> [Selected extract]:
— BEGIN —

Decided to put this little review in the opera thread rather than concert reviews thread, where I dumped a previous opera review. Seems more appropriate here. Apologies for the muddled posting.

Just returned from a Sarasota Opera performance of "The Golden Cockerel," Nikolai Rimsky-Korsakov.

For those unfamiliar (as I was going in) the story is a fantasy / fairy tale about an aging king faced with encroaching enemies. A wizard offers him a golden cockerel who will warn the king whenever danger is near. King sends sons off to fight as danger approaches. They get killed. King goes to battlefield, discovers sons' bodies and is met by the Queen of Shemakha. She seduces him, they return back to his castle to marry but the wizard suddenly wants the queen for himself as repayment for the cockerel. King kills wizard. Golden cockerel kills king. The end.
The highlights: The orchestration was beautiful. This was Rimsky-Korsakov's last work, apparently, and it is filled with folk-ish, rich melodies and sumptuous strings. Alexandra Batsios as The Queen of Shemakha was the clear standout voice. Hit a couple of those white-hot, glass-shattering high notes with piercing clarity. She was to my ear head and shoulders above the other singers. The townspeople broke into chorus a few times and delivered with fullness and assurance. Very nice. But while Grigory Soloviov as King Dodon was fine, he was a little underwhelming with his projection at times. The wizard was frankly weak. Others in the cast unremarkable, to my ear.
According to the program, this opera hasn't been staged by a U.S. company since 1967. The touring St. Petersburg Opera did stage it in the U.S. in 1991. But that was the last time. It has also been performed as a ballet -- in Paris in 1914 -- and I can see how this could work quite well as ballet.

— END —

> [Entries supplied]:
— BEGIN —

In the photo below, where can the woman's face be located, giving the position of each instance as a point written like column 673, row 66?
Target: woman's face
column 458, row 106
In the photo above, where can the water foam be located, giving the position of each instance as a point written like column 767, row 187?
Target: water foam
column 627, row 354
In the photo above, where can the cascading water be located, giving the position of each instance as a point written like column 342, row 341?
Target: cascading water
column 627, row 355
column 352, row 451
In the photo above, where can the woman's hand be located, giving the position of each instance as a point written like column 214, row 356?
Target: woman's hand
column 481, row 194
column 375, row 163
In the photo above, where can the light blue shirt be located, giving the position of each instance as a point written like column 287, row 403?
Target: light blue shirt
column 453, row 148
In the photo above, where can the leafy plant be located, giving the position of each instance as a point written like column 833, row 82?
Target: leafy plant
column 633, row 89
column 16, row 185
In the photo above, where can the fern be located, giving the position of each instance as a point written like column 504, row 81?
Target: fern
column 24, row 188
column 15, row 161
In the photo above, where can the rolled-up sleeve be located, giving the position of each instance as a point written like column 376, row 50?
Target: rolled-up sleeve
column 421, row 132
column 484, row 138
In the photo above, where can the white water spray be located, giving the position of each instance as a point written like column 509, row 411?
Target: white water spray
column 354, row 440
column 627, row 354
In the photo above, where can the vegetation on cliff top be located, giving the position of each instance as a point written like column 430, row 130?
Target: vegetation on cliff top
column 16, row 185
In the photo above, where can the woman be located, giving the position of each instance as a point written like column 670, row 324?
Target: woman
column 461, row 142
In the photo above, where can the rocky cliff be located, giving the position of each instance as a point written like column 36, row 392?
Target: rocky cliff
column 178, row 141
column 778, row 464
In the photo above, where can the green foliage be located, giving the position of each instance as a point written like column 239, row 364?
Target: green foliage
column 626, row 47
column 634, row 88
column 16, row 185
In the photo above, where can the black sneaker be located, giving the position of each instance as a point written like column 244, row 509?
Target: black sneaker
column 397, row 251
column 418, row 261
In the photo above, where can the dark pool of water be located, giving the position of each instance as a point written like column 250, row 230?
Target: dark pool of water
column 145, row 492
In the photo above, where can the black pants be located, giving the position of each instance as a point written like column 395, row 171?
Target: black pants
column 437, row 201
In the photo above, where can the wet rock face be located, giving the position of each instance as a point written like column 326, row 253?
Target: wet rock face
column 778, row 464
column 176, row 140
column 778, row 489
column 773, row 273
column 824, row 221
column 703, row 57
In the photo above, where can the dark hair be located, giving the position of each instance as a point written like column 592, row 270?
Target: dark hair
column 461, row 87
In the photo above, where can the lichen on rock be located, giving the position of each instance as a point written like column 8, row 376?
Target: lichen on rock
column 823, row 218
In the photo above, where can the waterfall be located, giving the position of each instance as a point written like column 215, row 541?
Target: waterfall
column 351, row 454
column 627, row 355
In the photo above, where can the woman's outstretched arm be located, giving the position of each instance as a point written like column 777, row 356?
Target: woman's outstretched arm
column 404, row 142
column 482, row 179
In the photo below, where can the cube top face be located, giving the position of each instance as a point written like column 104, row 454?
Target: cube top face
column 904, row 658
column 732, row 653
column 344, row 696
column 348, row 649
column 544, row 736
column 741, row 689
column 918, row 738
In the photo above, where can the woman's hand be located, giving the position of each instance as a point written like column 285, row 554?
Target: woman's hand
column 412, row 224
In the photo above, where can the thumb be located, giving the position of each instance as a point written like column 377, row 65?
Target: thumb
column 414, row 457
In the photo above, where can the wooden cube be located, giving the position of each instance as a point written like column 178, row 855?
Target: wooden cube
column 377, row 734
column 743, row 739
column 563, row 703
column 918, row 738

— END —

> [Written exercise]:
Repeat word for word the part of the opera review that runs from "The highlights: The" up to and including "unremarkable, to my ear.".

> [Response to the exercise]:
The highlights: The orchestration was beautiful. This was Rimsky-Korsakov's last work, apparently, and it is filled with folk-ish, rich melodies and sumptuous strings. Alexandra Batsios as The Queen of Shemakha was the clear standout voice. Hit a couple of those white-hot, glass-shattering high notes with piercing clarity. She was to my ear head and shoulders above the other singers. The townspeople broke into chorus a few times and delivered with fullness and assurance. Very nice. But while Grigory Soloviov as King Dodon was fine, he was a little underwhelming with his projection at times. The wizard was frankly weak. Others in the cast unremarkable, to my ear.